EXCERPTED DATA:

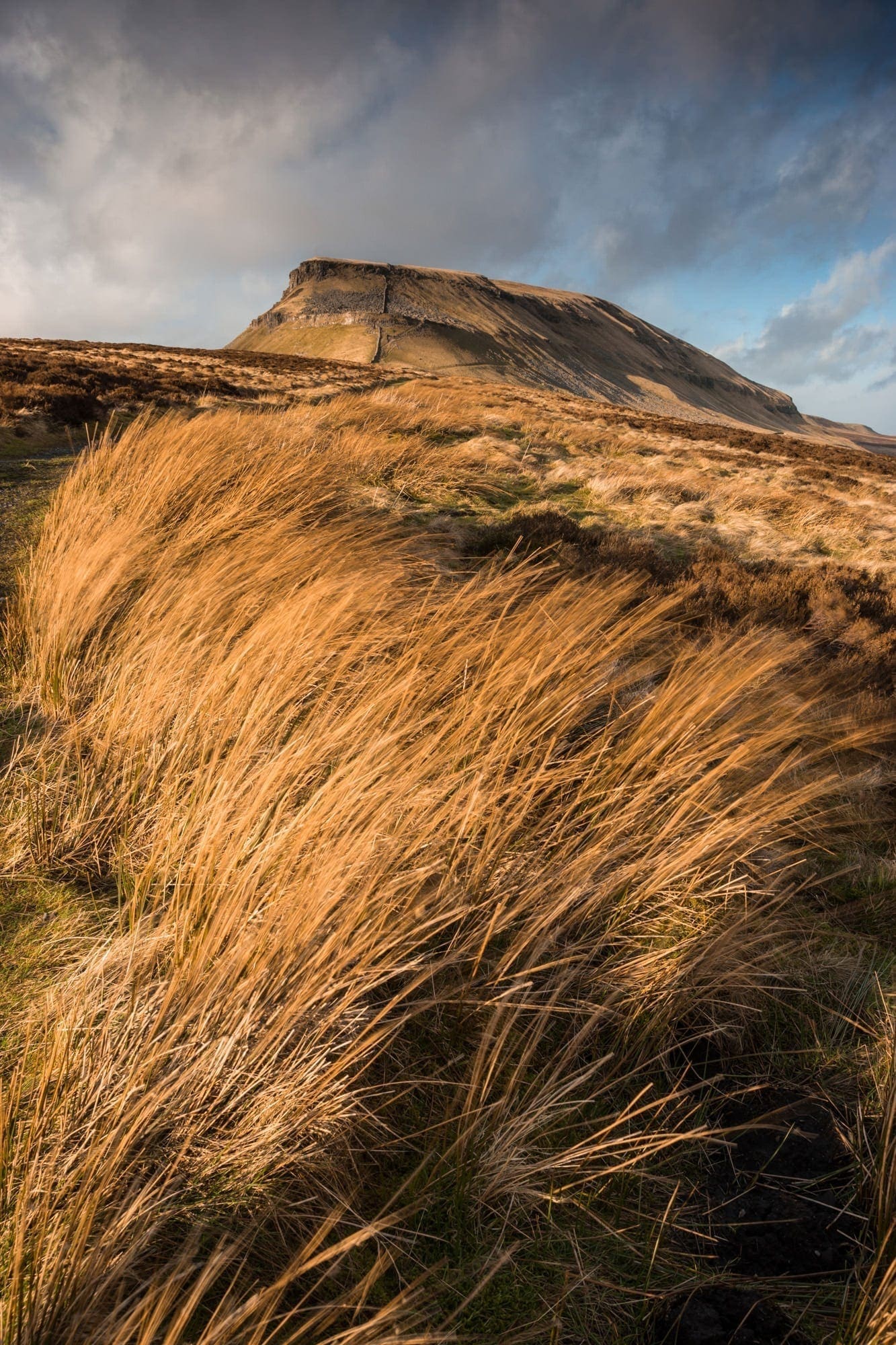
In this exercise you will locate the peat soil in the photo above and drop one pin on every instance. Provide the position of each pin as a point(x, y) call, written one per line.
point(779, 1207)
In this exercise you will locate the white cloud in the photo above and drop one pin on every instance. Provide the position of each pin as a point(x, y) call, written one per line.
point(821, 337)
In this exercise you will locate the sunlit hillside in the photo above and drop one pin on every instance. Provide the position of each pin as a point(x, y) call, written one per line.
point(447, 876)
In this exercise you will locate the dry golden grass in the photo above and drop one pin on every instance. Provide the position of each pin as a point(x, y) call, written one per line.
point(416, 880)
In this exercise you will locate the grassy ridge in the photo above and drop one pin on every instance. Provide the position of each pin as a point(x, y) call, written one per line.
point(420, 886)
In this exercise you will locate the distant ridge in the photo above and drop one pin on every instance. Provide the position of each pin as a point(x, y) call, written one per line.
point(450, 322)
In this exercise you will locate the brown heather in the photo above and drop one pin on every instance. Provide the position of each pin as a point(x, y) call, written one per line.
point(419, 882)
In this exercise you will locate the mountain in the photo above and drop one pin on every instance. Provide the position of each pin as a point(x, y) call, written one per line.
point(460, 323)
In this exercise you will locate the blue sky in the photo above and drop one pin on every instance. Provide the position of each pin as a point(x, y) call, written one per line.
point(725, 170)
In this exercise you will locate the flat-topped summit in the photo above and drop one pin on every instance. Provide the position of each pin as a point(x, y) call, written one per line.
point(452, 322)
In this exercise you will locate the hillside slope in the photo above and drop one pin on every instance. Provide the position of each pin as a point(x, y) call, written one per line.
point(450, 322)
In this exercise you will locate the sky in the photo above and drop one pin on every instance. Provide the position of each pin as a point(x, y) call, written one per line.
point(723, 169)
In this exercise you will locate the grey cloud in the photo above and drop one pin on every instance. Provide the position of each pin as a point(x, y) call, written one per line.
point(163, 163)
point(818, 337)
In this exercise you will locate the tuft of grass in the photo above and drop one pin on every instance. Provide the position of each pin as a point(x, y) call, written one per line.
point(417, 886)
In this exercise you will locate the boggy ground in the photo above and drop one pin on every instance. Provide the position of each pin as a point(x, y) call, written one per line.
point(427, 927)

TASK OBJECTIVE: Render the part of the records above that opens with the line containing "In this exercise you will locate the flat-topped" and closes with the line containing "point(723, 169)" as a two-column CSV with the header instruction,points. Give one row per record, with its text and its answer each in a single quoted field and every line break replaced by a space.

RESULT:
instruction,points
"In this exercise you will locate the flat-topped summit in the photo above and drop one pin on every instance. Provide the position of each pin as a point(x, y) call, written one per line.","point(452, 322)"
"In this exercise you will locate the hillside slope in the photo above and drop one pin on every instance. Provide the position of each pin as a point(x, y) call, written one per line.","point(450, 322)"
"In this exercise you will locate the sky in the photo above and drop one pin on every instance. Provide the position of each pin as a point(x, y) call, written one per line.","point(723, 169)"